Entries shown:
= = = = =
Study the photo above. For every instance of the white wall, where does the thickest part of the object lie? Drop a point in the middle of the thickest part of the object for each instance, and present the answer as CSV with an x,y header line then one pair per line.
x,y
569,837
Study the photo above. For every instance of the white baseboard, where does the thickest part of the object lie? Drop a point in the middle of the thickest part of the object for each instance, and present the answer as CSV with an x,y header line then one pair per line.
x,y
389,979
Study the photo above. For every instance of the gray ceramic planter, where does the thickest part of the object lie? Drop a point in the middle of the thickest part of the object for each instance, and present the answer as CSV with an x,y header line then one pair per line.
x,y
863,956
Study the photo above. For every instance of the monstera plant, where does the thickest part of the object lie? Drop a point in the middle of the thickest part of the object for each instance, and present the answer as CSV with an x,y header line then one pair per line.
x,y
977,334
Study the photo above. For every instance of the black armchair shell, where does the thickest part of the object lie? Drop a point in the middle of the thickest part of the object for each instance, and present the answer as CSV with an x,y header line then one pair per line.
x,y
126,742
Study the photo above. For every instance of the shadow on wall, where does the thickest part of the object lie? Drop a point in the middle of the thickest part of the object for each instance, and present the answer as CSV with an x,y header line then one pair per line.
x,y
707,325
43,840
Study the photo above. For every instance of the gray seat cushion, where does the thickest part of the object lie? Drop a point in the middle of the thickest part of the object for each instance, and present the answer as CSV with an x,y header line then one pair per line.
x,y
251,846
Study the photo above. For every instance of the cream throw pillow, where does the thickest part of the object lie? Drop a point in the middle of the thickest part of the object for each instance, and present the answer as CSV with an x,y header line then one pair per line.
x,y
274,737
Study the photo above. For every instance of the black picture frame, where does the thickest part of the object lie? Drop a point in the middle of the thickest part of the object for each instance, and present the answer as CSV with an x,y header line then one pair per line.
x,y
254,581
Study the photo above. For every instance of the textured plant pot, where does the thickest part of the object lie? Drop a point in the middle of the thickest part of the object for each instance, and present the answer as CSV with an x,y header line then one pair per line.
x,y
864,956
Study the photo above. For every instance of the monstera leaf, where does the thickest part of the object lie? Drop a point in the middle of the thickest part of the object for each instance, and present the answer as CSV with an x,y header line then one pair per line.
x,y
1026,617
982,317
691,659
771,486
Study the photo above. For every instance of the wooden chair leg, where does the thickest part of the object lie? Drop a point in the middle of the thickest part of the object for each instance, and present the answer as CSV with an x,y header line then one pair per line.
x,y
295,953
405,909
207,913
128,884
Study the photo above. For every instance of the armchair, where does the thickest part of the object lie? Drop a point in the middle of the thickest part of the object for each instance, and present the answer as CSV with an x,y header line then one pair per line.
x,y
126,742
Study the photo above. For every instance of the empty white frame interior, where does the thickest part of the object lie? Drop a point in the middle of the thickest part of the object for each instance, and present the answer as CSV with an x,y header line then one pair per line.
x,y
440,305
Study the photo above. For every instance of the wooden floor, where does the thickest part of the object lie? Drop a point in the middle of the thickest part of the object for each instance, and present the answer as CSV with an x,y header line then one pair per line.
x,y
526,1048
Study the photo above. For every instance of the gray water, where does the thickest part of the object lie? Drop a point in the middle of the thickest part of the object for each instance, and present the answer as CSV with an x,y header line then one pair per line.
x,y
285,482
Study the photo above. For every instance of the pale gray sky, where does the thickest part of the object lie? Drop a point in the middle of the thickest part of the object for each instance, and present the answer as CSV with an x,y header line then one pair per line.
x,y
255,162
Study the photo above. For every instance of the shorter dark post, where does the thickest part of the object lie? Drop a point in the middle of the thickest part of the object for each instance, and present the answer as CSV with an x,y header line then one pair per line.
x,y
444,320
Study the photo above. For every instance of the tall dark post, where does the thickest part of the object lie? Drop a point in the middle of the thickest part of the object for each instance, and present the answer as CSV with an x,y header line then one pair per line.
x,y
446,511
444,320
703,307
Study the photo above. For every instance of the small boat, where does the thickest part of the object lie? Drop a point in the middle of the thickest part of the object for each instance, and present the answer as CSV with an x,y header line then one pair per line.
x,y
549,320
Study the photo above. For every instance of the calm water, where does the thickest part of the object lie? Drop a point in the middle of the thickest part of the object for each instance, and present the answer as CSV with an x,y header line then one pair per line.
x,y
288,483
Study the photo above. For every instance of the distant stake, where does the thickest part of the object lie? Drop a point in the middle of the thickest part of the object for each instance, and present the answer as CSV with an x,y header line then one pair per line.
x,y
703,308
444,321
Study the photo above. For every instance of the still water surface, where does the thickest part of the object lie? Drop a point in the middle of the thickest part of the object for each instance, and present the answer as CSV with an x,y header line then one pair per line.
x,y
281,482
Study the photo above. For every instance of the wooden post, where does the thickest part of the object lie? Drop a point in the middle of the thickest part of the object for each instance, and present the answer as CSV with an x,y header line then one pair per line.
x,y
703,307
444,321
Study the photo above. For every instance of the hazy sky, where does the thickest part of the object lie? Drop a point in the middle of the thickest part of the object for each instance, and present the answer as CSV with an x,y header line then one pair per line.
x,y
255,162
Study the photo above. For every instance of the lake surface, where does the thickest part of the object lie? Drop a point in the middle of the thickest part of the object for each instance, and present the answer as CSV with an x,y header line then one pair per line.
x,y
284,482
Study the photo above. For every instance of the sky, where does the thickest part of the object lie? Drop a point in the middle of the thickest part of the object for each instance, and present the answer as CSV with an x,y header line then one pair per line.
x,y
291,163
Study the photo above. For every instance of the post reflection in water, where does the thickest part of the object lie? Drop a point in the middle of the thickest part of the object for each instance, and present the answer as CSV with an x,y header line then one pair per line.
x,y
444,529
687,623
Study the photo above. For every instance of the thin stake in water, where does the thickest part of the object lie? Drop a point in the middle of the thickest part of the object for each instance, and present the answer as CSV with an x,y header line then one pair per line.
= = = = =
Description of the task:
Reproduce exactly, with nothing added, the lines from the one that contains "wooden post, where" to the end of the data.

Task result:
Study the photo above. For every instance of the wooden post, where does the thickest part of the object lie? Drop a point in the middle of the thickest part of the object for each instance, and present the answer as CSV with an x,y header line then one pair per line.
x,y
703,307
444,321
Study the photo above. For every instance of the hazy sky, where does the thickest part of the object lie? Drop a point in the middle of the thickest part of the object for each instance, and present the answer as CSV with an x,y header line then one pair per line.
x,y
255,162
Study the photo above. For every instance of the lake surface, where does the thickest part of the object lie? Drop a point in the middle of the thickest part of the object for each instance, and present the answer as CSV with an x,y header line then one pair per line.
x,y
284,482
Study the photo above. For every instance of the sky, where does the thickest part of the object lie? Drop a point in the middle of the thickest part of the object for each instance, and present the answer as CSV with an x,y header line then one pair per line.
x,y
291,163
Study the photo above. For every instance of the post reflection in water, where does the thickest part of the object lie? Drop a point in the middle of the thickest part of the object for each instance, and present the answer as CSV with an x,y header line then one pair per line.
x,y
444,529
687,623
Study the photo above. For every instance of the thin stake in water, where does the thickest part of the object lie? Drop a point in the middle of the thickest part of the object for each instance, and present the answer as CSV with an x,y header line then one pair per line.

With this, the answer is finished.